> _GOAL_:
Decide whether each statement below agrees with the GCB Bank dividend report that follows. Answer yes or no for each, and quote the exact words of the report that decide it.
1. The dividend per share declared for 2014 was higher than the one declared for 2013.
2. Mr Daniel Owiredu spoke at the Bank's 20th Annual General Meeting.
3. The Bank's pre-tax profit rose by 29 per cent over 2013.

--- START PROVIDED PASSAGE ---

The Board of Directors of GCB Bank Limited has declared a cash dividend payment of 32 Ghana Pesewas per share for the 2014 financial year, compared to the 25 Ghana Pesewas declared in 2013.
This translates to a pay out of GH¢ 84.8 million, which represents an increase from GH¢ 4.5 million in 2010 to GH¢ 84.8 million in 2014.
Mr Daniel Owiredu, Board Chairman of the Bank, at its 21st Annual General Meeting in Accra on Friday, said GCB’s Basic and Diluted Earnings per share was GH¢1.06, which was up 23.3 per cent from GH¢0.86 in 2013 and marked three consecutive years of generating such growth.
This, he said was driven by revenue growth of 29 per cent which translated into GH¢ 731 million, and the Bank achieved a pre-tax profit of GH¢ 395 million, which was up 25 per cent over the GH¢317.1 million recorded in 2013.

--- END PROVIDED PASSAGE ---
--- START MATERIAL SHOWN ---

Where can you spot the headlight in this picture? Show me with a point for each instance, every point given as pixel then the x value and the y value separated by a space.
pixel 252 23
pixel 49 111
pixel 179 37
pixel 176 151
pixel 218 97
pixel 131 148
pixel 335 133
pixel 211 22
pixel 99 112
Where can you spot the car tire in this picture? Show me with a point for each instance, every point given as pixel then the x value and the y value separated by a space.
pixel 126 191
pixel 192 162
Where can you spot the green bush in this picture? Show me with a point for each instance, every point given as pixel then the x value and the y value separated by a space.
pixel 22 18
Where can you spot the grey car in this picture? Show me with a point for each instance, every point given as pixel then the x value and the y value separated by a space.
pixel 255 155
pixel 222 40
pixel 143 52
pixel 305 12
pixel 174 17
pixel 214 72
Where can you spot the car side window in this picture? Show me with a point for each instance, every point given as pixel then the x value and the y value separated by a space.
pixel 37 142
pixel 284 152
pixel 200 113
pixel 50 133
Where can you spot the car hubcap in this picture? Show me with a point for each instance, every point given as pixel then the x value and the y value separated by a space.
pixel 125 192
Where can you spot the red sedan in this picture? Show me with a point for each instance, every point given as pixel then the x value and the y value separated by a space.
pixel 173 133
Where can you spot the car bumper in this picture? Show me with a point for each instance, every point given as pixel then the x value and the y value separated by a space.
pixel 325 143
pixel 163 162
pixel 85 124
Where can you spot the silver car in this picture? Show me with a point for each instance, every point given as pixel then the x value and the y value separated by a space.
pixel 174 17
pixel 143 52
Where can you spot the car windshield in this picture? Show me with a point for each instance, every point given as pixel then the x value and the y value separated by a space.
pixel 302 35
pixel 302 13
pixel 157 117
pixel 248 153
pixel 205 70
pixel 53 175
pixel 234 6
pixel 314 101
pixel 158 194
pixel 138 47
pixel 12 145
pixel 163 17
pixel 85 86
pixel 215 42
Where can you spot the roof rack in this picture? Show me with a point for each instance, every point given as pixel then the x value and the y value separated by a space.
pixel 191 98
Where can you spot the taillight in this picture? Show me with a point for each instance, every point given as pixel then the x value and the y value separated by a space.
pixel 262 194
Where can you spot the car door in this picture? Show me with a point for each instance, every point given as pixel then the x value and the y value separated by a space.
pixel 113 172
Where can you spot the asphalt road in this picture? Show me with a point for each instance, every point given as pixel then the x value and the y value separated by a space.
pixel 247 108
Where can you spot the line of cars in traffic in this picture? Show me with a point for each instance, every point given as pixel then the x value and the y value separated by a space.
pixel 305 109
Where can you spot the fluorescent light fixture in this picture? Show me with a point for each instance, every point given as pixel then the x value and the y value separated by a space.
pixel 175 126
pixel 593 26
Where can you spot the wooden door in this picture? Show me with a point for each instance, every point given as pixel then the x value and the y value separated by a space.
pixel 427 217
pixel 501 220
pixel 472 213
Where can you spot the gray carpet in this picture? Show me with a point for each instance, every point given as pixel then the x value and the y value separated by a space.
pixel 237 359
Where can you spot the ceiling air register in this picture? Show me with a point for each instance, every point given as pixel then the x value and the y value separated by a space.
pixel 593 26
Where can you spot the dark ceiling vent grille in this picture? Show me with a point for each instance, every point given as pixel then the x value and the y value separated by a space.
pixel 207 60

--- END MATERIAL SHOWN ---

> _ANSWER TO THIS EXERCISE_:
1. Yes: "a cash dividend payment of 32 Ghana Pesewas per share for the 2014 financial year, compared to the 25 Ghana Pesewas declared in 2013"
2. No: "at its 21st Annual General Meeting in Accra on Friday"
3. No: "a pre-tax profit of GH¢ 395 million, which was up 25 per cent over the GH¢317.1 million recorded in 2013"